### PROBLEM DETAILS
Reproduce word for word everything from the line containing "Annotate the lizard snout" down to the line containing "Annotate the green grass" in the rows below, with both of those lines included.

[Object position labeling rows]

......

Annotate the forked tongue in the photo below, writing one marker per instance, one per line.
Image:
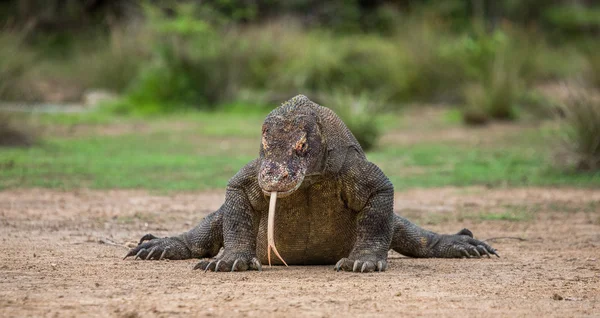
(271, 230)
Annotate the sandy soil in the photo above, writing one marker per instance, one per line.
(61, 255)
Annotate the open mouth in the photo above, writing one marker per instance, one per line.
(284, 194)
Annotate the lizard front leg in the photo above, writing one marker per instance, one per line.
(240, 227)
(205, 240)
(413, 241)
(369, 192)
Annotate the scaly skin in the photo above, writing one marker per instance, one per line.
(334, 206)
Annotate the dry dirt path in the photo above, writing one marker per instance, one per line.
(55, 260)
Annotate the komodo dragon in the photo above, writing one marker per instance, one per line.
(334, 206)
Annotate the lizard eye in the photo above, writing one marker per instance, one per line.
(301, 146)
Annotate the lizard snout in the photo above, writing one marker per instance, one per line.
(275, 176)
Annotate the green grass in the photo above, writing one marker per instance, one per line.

......

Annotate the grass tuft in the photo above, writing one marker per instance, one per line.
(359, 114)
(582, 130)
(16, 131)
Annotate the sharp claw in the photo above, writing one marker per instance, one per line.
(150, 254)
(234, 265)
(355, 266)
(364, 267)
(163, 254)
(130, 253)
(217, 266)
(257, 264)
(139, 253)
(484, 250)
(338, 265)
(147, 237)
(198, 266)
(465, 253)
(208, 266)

......

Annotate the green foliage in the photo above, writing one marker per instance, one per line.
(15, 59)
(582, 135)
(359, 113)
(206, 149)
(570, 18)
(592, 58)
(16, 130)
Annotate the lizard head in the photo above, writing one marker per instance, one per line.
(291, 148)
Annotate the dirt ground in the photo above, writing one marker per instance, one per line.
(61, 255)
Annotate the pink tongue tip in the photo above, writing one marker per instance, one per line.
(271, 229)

......

### REPLY TO THE TASK
Annotate the lizard snout in the photo above, writing one marker per instance, one per line.
(275, 176)
Annotate the green grass in the photo above, writing one marker per instance, one per line.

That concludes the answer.